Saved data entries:
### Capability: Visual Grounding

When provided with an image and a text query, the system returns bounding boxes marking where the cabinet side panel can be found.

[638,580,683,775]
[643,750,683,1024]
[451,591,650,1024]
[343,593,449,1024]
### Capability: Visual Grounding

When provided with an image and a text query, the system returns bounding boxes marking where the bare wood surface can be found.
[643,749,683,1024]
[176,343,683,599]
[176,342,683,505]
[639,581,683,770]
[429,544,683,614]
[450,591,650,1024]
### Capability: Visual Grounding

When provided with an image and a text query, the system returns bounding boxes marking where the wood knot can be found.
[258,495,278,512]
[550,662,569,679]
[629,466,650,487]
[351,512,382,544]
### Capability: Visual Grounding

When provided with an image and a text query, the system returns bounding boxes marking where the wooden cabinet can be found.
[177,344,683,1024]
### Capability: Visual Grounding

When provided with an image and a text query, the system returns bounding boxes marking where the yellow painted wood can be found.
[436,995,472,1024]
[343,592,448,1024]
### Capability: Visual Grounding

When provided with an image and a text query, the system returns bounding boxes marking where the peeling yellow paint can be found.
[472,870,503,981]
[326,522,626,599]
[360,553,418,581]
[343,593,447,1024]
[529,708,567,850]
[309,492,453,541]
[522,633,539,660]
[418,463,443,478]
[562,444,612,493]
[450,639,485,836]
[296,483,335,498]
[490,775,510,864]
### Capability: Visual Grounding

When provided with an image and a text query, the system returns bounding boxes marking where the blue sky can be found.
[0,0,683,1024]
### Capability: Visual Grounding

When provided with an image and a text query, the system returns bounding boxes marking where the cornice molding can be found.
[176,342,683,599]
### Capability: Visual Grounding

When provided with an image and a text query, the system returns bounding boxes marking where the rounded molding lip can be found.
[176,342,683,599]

- _Exercise_:
Put every line of the data into a JSON list of strings, one string per line, leaving out blank lines.

- _The result_:
[
  "### Capability: Visual Grounding",
  "When provided with an image and a text query, the system returns bounding boxes marking where the cabinet side panel can be found.",
  "[638,580,683,775]",
  "[643,750,683,1024]",
  "[451,591,650,1024]",
  "[343,593,449,1024]",
  "### Capability: Visual Grounding",
  "When provided with an image and a text query, the system returns bounding boxes marking where the bare wood surface can be found.",
  "[643,749,683,1024]",
  "[176,343,683,599]",
  "[176,342,683,505]",
  "[639,581,683,770]",
  "[429,544,683,614]",
  "[450,591,650,1024]",
  "### Capability: Visual Grounding",
  "When provided with an image and a text query, the system returns bounding boxes marking where the wood knot can be found.",
  "[258,495,278,512]",
  "[550,662,569,679]",
  "[629,466,650,487]",
  "[351,512,382,544]",
  "### Capability: Visual Grounding",
  "When provided with an image and a text query, the system returns bounding boxes marking where the wooden cabinet can be found.",
  "[177,344,683,1024]",
  "### Capability: Visual Grounding",
  "When provided with an image and a text query, the system returns bounding boxes marking where the yellow painted wood can be found.",
  "[436,995,472,1024]",
  "[343,592,448,1024]",
  "### Capability: Visual Grounding",
  "When provided with an image and a text query, the system returns bounding boxes marking where the peeling yellow paint can be found.",
  "[472,870,503,981]",
  "[326,522,626,599]",
  "[360,553,418,581]",
  "[343,593,447,1024]",
  "[529,708,567,850]",
  "[309,492,453,541]",
  "[522,633,539,660]",
  "[418,463,443,478]",
  "[562,444,612,493]",
  "[450,639,485,836]",
  "[296,483,335,498]",
  "[490,775,510,864]",
  "### Capability: Visual Grounding",
  "When provided with an image and a text query, the system returns bounding boxes marking where the blue sky can be found.",
  "[0,0,683,1024]",
  "### Capability: Visual Grounding",
  "When provided with an image and a text query, the system returns bounding boxes marking where the cornice molding can be found.",
  "[176,342,683,599]",
  "### Capability: Visual Grounding",
  "When provided with an image and a text query, the system returns bounding boxes marking where the rounded molding lip can be found.",
  "[176,342,683,599]"
]